--- Exercise aim ---
Reproduce the data below verbatim, from its first line up to and including the line that contains "422], [662, 403]]".

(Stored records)

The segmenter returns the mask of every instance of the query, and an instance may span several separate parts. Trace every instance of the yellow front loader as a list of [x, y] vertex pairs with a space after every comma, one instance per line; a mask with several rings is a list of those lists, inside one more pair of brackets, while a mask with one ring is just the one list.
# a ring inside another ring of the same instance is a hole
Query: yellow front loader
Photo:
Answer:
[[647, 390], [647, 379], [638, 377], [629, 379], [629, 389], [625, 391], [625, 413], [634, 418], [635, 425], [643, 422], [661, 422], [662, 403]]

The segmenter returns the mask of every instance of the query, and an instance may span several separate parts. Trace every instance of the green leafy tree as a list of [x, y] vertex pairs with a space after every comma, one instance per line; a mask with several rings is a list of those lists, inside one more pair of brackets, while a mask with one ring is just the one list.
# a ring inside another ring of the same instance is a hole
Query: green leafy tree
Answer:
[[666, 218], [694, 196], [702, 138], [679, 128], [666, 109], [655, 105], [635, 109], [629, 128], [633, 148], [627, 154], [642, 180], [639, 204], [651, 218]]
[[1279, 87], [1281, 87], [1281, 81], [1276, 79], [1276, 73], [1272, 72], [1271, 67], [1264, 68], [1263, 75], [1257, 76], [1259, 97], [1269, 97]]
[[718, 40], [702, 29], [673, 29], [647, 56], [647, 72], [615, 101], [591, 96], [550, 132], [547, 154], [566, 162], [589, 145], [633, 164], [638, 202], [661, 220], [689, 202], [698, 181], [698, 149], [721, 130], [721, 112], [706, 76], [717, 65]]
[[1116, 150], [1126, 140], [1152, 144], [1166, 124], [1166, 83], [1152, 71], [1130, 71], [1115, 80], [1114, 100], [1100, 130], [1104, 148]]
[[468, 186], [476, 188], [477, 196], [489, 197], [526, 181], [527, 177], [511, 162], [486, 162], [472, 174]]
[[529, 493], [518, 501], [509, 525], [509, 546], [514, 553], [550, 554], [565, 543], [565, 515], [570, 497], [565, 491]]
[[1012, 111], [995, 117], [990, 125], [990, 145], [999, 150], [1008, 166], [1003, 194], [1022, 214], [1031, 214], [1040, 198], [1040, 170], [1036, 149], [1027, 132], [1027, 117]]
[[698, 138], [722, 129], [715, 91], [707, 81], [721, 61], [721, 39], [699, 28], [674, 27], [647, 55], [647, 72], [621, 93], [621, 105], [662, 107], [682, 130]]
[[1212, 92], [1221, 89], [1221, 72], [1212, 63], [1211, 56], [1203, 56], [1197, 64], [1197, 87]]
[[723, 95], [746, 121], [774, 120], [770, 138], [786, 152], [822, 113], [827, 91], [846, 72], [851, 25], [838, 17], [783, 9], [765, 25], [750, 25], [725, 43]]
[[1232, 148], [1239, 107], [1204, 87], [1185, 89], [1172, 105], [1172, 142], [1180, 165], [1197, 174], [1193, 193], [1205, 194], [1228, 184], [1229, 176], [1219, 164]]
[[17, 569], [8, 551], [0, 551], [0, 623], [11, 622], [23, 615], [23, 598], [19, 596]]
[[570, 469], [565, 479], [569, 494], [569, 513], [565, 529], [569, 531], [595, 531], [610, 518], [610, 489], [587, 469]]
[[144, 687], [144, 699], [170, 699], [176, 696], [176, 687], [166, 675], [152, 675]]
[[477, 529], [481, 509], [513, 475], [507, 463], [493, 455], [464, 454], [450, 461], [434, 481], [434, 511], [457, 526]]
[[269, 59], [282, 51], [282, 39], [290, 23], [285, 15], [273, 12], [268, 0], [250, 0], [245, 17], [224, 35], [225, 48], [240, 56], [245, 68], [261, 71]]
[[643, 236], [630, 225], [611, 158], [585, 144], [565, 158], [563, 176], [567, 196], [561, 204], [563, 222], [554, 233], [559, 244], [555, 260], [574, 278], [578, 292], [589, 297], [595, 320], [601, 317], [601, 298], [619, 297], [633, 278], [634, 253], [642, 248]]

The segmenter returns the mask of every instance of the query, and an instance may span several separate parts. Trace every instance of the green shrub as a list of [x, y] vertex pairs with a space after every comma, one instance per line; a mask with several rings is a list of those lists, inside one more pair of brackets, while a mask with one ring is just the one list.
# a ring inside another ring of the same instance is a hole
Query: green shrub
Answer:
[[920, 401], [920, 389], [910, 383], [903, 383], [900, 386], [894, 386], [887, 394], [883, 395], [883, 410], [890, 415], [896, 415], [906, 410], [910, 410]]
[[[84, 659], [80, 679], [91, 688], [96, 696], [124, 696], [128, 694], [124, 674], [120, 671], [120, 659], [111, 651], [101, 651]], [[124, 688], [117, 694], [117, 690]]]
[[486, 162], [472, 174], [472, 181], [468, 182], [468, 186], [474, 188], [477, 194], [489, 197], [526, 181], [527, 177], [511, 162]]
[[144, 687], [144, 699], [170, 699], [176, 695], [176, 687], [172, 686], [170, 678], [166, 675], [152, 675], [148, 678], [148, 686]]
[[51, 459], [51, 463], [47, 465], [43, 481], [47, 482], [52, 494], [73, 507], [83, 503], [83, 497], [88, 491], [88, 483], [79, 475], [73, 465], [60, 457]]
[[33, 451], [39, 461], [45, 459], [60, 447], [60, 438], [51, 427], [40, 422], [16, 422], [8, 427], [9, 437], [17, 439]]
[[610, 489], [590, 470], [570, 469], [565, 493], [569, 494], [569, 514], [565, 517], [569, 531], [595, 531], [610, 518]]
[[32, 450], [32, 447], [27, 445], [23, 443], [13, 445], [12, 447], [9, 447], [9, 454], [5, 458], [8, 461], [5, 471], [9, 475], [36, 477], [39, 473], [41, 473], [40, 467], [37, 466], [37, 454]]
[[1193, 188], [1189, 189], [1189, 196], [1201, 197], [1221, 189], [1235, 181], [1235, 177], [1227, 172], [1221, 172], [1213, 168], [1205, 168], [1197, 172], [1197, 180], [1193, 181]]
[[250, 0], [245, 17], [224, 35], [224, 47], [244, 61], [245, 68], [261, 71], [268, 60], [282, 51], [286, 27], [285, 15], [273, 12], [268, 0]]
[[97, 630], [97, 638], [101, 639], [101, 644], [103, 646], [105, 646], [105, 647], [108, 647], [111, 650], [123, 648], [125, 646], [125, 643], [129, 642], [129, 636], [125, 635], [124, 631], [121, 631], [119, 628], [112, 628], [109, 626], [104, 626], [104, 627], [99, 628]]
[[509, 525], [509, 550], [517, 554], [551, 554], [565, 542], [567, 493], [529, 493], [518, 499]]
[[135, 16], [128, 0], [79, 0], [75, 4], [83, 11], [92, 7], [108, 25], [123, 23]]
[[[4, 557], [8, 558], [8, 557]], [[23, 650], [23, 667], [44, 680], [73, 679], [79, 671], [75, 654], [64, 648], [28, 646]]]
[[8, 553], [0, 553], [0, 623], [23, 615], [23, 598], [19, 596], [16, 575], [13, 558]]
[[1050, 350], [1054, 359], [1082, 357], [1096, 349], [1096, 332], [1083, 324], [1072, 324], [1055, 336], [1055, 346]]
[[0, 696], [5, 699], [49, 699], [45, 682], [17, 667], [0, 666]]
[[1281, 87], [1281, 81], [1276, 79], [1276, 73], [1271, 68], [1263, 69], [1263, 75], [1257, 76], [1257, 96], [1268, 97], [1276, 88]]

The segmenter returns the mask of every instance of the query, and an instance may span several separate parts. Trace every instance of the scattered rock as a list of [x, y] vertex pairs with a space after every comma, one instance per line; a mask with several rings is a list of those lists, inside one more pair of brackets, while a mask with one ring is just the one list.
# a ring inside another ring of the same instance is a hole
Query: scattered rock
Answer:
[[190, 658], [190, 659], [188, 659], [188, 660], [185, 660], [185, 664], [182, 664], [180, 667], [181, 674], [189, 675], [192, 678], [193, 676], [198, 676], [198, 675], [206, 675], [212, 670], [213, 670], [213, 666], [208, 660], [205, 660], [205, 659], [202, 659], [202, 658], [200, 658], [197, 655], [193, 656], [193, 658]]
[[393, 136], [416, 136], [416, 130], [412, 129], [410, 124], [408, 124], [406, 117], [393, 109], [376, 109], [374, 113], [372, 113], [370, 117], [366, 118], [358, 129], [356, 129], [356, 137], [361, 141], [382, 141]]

--- The reply ---
The segmenter returns the mask of every instance of the query, and an instance may span several separate parts. Trace every instance of the yellow front loader as a list of [x, y] vertex pairs with a space after every comma, one instance per line; a mask with several rings is a list of those lists, inside one more pair of brackets, while a mask with one ring is just the one list.
# a ring inside another ring of the same instance is a hole
Query: yellow front loader
Photo:
Answer:
[[647, 390], [647, 379], [638, 377], [629, 379], [629, 389], [625, 391], [625, 413], [634, 418], [635, 425], [643, 422], [661, 422], [662, 403]]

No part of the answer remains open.